**Your goal**
Copy the data precisely, keeping every character.

** Start **

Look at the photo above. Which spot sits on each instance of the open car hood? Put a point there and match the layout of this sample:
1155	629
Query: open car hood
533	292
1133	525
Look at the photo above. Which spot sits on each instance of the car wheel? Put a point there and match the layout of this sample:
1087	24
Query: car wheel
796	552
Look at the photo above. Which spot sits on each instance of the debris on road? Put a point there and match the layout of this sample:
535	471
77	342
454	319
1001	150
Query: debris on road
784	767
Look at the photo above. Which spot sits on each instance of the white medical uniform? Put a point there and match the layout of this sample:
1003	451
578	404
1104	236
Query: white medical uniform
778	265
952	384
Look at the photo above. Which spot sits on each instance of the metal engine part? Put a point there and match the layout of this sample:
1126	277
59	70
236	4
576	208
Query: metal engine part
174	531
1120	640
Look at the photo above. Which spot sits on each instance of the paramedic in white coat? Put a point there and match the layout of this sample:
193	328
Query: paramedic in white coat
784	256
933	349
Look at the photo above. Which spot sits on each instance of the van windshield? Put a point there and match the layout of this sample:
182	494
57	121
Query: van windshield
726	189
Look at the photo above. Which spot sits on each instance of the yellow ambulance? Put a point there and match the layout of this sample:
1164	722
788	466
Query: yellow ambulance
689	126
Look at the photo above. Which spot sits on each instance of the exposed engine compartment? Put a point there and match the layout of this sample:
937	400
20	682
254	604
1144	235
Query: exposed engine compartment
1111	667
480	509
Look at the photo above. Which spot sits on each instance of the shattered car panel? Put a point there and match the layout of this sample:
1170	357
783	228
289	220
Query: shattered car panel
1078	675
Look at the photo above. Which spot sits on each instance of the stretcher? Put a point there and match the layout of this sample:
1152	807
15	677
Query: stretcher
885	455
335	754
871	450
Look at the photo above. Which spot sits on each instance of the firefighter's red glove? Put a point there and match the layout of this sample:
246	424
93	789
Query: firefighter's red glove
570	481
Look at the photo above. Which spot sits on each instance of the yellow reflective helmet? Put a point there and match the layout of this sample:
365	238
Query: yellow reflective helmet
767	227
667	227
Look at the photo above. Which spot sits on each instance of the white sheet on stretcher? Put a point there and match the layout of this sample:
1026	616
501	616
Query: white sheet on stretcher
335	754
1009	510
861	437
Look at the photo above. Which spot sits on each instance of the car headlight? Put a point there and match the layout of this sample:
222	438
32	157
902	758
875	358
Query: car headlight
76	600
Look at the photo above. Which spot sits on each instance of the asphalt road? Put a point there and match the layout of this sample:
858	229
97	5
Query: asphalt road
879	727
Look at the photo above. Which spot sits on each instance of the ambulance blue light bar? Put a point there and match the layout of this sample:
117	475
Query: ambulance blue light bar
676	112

** End **

**Written response**
Look at the photo above. Which spot sits on each instance of the open car hood? Put a point there and match the layout of this sample:
1155	629
Query: open car hood
533	292
1133	525
Look at the photo above. Which spot sits on each instance of the car wheel? Put a point there and match the layout of this sample:
1087	24
Query: car wheel
796	552
Look at the photo above. Which spot sits on each instance of the debris on road? Put a point there and match the layout of this sample:
535	471
77	342
454	319
1001	150
Query: debris on road
784	767
Look at the photo above. Which spot sits on each instance of the white medical uniform? Put a point there and match the layout of this sample:
1003	451
578	404
1104	236
Query: white medical uniform
778	265
952	384
Look at the photo above. Which spot sits on each instance of the metal engine part? Put a point there and match the layout of this sample:
1126	277
59	70
236	4
576	208
Query: metal engine part
174	531
1120	640
Look at the photo above. Which spot sits on each instance of the paramedic in white coat? Put a point there and match the layout of this sample:
193	328
Query: paramedic in white coat
784	256
933	349
Look at the photo above. Which spot sits on each instance of the van windshield? Put a point there and match the layout of this sample:
182	494
57	121
Query: van windshield
726	189
Look at the photo above. Which spot sits on each instance of the yellow ambulance? Put a point there and match the layout of this sample:
1164	722
788	466
Query: yellow ambulance
689	126
Look at the photo above. Which spot sits on each instance of the exposed engine compartment? Put a point there and match the layout of this sample:
937	400
20	682
254	604
1144	235
Query: exposed engine compartment
1111	667
480	509
Look at the photo above. Which spot sits on each instance of the shattered car panel? Put a point there and match the layout of this sample:
1170	357
783	228
289	220
Query: shattered car panel
1078	675
Look at the photo above. Which spot sits on each instance of the stretcher? Put a point there and match the layout of this sample:
1152	807
15	677
Query: stretcher
885	455
335	754
871	450
Look at the photo above. Which spot sits on each instance of the firefighter's red glove? Put a point there and match the layout of this sample:
246	424
93	789
Query: firefighter's red glove
570	481
Look at the photo above. Which spot sits on each instance of the yellow reflective helmet? Put a point there and match the layout of this sample:
365	238
Query: yellow reflective helmet
767	227
667	227
Look at the photo above. Which spot sits on each instance of the white sheet on stretcher? Put a point there and match the layout of this sample:
1026	616
501	616
Query: white sheet on stretcher
335	754
1009	510
861	437
Look at the photo above. Which spot sits on each instance of the car headlight? Put a point there and match the layout of this sample:
222	438
32	157
902	758
875	358
Query: car headlight
76	600
Look at the photo above. Which spot sits on each instance of the asphalt road? Put a point there and match the layout of this sample:
858	229
97	5
Query: asphalt road
879	727
Look at the photo above. Which spot sits on each instance of the ambulance blue light bar? Put a point there and match the layout of this sample:
117	475
Query: ambulance blue light bar
676	112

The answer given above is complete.